- _EXCERPTED PASSAGE_:
--

Hi Patri, we all saw the footage from what was considered the biggest swell from over a decade. Talk us through the waves you caught that day.

When we pulled up it was pretty hectic, there were 40 about 40 jet skis, 15 boats and 2 helicopters flying overhead. There were still a bunch of people still tow surfing at that point and the wind still wasn’t really filled in yet so we sat in the channel and watched the action for an hour. I saw this girl get a crazy barrel and make it. Every single wave was just huge! Even the smallest waves coming through would be considered big sets on any other day and when the big sets came through, i’ve never seen it like that before, it was giant! I went kiting after about an hour of watching from the channel. I started to pump my kite on the back of my jet ski.

This windsurfer kid Adam got a pretty huge wave and I guess got smoked, I was pretty happy I didn’t see that. I was out the back with all the windsurfers and you could visibly see they were rattled and scared as they witnessed Adam wipeout on a 65ft (20 meter) wave. It was probably the most stressful day I’ve ever experienced out there, with all the jet skis and boats, cameramen, thousands of people watching from the cliff and helicopters buzzing around.

Generally on windy days when the wind picks up the surfers leave and the whole media circus leaves with them and it’s just a few kiters and windsurfers left. This day was different, there was such a scene out there. It was sketchy even catching a wave, you’d make it to the end of a wave and kick out into the channel and have 40 jet skis and boats, you didn’t want to crash your kite and hit a boat or cartwheel into a jet ski, so this added another stress element to it. I caught maybe 20-25 waves. The first two or three waves I caught I was definitely playing it safe and then I started to relax a little more and then tried to hunt down some bigger sets.

--

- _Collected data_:
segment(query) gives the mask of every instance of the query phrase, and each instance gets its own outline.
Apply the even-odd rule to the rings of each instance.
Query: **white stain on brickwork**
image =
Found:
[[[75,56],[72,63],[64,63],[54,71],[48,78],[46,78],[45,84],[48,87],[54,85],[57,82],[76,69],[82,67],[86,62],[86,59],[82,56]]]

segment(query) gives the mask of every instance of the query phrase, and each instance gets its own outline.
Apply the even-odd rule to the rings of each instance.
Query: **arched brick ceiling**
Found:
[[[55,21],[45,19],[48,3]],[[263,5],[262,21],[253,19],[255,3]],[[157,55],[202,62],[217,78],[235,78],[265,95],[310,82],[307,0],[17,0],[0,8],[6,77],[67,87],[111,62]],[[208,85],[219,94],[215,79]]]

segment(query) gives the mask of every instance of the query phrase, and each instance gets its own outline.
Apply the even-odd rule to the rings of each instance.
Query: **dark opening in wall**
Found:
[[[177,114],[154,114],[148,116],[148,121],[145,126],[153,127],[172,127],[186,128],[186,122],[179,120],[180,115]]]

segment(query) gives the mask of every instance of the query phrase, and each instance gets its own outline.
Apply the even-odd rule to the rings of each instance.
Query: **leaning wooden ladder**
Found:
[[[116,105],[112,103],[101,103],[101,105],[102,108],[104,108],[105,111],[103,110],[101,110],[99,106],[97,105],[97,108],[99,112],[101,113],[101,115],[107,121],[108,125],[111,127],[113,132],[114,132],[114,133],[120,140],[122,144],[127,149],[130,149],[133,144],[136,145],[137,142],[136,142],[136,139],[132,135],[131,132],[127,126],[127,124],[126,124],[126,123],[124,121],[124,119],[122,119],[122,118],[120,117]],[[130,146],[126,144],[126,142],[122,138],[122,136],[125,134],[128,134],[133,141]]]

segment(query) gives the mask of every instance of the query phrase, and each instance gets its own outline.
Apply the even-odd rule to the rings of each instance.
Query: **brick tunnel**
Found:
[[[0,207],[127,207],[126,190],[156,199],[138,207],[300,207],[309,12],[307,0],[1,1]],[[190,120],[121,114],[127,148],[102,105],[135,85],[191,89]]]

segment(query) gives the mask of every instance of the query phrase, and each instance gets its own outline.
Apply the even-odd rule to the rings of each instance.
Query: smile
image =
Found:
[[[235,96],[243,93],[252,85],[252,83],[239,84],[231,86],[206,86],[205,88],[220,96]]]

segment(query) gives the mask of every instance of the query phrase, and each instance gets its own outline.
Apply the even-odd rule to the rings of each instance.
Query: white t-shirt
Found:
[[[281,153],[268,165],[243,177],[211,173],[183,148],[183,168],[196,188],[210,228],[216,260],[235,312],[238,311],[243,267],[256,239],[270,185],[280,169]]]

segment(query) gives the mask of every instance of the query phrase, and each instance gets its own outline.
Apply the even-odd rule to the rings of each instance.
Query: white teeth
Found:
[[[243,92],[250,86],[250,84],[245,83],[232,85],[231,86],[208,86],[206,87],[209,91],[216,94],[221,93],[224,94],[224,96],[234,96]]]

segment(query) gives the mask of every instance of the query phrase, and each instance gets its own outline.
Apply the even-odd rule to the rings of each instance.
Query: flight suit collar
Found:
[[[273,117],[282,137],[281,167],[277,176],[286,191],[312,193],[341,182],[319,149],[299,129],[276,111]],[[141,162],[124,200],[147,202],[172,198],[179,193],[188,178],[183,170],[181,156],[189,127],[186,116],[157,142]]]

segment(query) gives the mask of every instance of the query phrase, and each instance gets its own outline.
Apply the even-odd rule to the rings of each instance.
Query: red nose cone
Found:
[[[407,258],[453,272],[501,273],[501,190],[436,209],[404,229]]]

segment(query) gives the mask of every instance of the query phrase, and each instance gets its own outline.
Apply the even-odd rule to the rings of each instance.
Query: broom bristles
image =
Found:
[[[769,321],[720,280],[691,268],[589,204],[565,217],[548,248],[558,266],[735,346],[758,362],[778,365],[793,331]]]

--

- _PROBLEM TO SOLVE_: Continue the interview about kiting the big swell, picking up right after its final sentence. These lines are separate material, unrelated to the interview.

- _ANSWER BOX_:
With all the windsurfers out there and being the biggest day in a lifetime, how difficult was it to get a wave?

Yeah it was definitely pretty challenging to get a wave, there were probably ten windsurfers out there and eight jet ski tow teams, but everyone out there were friends of mine so it wasn’t too crazy. Everyone’s goal was to get the biggest wave of the day, so a lot of the jet ski teams and even the windsurfers were letting a lot of good ones go that weren’t the 65 -70 ft (20-23 meter) waves, but they were still a solid 40-50 feet. I tried to pick off the second wave of a set instead of the third or fourth wave because everyone else was trying to catch those ones. I ended up catching a lot of waves but there was definitely a competitive element to the line up out there.

Tell us the sensation felt when dropping in on one of these monsters.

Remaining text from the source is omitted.